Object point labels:
#####

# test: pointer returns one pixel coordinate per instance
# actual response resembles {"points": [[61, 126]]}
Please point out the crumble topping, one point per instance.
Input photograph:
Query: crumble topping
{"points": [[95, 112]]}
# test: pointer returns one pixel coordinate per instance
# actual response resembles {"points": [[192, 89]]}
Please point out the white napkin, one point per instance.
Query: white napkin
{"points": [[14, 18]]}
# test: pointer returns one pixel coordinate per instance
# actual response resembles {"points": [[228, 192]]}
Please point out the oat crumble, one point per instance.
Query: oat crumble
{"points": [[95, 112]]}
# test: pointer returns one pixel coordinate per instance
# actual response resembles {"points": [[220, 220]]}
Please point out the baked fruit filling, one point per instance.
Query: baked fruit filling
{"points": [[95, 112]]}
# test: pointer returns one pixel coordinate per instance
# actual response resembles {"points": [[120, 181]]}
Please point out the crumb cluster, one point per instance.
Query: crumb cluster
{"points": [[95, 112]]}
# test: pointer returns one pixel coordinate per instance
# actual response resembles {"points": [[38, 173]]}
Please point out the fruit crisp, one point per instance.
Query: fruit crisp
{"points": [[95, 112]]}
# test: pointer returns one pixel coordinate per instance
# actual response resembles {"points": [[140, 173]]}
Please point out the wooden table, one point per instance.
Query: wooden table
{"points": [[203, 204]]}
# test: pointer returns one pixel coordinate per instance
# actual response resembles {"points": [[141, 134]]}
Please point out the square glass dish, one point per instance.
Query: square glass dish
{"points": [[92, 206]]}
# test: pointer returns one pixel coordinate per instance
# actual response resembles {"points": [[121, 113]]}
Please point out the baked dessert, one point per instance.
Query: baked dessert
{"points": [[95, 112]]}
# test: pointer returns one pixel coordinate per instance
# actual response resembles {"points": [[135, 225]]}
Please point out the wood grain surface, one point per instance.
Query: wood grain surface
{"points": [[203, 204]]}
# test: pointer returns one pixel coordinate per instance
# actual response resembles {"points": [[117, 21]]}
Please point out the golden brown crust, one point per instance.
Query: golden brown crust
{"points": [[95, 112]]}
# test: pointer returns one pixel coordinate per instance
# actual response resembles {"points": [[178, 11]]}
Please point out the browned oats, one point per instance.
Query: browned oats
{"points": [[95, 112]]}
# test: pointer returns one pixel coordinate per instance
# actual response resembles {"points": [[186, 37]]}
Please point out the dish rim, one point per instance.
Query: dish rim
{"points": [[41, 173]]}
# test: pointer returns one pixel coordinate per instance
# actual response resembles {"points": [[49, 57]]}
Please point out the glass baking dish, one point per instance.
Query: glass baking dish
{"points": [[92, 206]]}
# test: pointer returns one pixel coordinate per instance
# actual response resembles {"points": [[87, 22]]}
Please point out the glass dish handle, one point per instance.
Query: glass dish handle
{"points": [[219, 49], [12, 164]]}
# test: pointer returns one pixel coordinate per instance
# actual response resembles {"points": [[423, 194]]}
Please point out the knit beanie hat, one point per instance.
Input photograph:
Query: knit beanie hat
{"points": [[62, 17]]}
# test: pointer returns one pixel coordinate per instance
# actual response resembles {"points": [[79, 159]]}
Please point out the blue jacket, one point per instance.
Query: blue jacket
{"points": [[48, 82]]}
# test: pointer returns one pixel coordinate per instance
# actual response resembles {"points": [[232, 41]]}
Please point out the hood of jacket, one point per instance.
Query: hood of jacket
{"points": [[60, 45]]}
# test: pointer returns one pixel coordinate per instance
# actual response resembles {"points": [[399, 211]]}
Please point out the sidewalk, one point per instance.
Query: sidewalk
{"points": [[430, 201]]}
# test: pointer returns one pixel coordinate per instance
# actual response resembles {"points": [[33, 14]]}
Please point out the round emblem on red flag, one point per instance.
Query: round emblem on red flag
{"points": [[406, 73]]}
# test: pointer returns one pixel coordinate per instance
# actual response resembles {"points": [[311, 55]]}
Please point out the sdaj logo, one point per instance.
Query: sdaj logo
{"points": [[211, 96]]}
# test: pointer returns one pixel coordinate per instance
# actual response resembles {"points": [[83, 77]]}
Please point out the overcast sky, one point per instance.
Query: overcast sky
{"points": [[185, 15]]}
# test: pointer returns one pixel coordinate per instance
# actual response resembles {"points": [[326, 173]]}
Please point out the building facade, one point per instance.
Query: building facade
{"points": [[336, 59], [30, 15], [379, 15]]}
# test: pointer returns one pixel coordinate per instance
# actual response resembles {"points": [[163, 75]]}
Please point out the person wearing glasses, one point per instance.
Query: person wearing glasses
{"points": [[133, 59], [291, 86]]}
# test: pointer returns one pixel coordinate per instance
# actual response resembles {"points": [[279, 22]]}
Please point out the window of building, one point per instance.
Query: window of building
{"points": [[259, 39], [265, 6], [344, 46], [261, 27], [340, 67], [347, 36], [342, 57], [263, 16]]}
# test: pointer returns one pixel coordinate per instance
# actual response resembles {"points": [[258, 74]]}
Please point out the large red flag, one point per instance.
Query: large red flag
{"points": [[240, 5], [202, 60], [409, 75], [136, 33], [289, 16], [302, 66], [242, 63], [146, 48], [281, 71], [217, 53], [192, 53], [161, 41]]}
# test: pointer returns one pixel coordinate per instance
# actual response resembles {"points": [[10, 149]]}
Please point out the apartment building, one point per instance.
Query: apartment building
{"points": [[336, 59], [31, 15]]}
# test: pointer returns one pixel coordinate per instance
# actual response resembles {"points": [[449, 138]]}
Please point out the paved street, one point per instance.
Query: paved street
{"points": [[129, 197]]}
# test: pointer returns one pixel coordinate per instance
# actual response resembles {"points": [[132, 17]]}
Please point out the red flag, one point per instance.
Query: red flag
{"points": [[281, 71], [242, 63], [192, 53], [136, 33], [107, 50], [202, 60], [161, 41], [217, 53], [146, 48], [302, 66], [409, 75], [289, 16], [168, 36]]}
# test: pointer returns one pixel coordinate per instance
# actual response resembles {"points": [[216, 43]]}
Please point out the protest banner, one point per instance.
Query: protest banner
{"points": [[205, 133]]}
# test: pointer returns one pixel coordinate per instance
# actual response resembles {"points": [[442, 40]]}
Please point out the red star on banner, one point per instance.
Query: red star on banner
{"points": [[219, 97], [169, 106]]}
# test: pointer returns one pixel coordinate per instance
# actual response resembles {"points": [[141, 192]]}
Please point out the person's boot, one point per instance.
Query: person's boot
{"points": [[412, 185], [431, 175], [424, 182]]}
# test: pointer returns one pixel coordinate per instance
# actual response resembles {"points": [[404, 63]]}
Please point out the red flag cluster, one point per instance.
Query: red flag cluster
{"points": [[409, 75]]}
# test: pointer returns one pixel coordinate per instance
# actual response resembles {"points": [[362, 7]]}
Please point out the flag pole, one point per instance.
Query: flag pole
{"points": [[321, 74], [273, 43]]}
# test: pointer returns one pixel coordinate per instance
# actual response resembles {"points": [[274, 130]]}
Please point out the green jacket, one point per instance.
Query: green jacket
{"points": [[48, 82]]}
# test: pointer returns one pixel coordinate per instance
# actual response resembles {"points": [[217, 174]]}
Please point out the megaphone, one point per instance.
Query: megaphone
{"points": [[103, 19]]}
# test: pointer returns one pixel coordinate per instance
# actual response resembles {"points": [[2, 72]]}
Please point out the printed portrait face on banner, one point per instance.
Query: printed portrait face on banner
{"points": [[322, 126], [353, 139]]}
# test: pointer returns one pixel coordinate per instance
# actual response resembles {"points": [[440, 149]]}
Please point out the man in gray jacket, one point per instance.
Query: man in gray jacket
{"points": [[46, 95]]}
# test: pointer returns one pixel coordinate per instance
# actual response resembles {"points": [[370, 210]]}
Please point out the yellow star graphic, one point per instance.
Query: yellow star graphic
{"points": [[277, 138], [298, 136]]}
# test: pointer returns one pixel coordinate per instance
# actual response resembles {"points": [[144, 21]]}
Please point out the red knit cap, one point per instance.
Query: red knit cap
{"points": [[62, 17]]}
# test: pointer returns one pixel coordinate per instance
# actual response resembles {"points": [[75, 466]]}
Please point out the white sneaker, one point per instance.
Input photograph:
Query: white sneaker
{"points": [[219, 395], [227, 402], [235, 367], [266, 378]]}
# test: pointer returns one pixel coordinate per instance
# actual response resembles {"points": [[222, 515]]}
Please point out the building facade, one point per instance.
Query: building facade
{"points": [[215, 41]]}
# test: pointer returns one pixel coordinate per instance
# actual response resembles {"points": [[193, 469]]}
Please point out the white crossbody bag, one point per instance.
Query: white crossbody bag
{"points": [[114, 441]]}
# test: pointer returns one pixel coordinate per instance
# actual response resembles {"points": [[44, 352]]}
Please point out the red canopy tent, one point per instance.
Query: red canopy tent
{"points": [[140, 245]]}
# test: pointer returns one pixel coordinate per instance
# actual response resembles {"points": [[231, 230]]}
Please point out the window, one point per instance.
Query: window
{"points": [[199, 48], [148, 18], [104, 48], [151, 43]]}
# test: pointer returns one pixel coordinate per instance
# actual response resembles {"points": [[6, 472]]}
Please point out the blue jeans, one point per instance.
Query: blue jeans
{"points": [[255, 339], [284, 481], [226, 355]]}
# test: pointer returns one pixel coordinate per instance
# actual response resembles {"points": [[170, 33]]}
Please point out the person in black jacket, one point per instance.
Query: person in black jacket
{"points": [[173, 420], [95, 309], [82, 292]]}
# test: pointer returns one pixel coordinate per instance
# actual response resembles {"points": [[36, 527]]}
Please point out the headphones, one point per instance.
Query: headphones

#####

Gather every line of the entries above that contains the string "emblem", matching case exactly.

__Exercise solution__
Please point out the round emblem on red flag, one point per instance.
Query: round emblem on red flag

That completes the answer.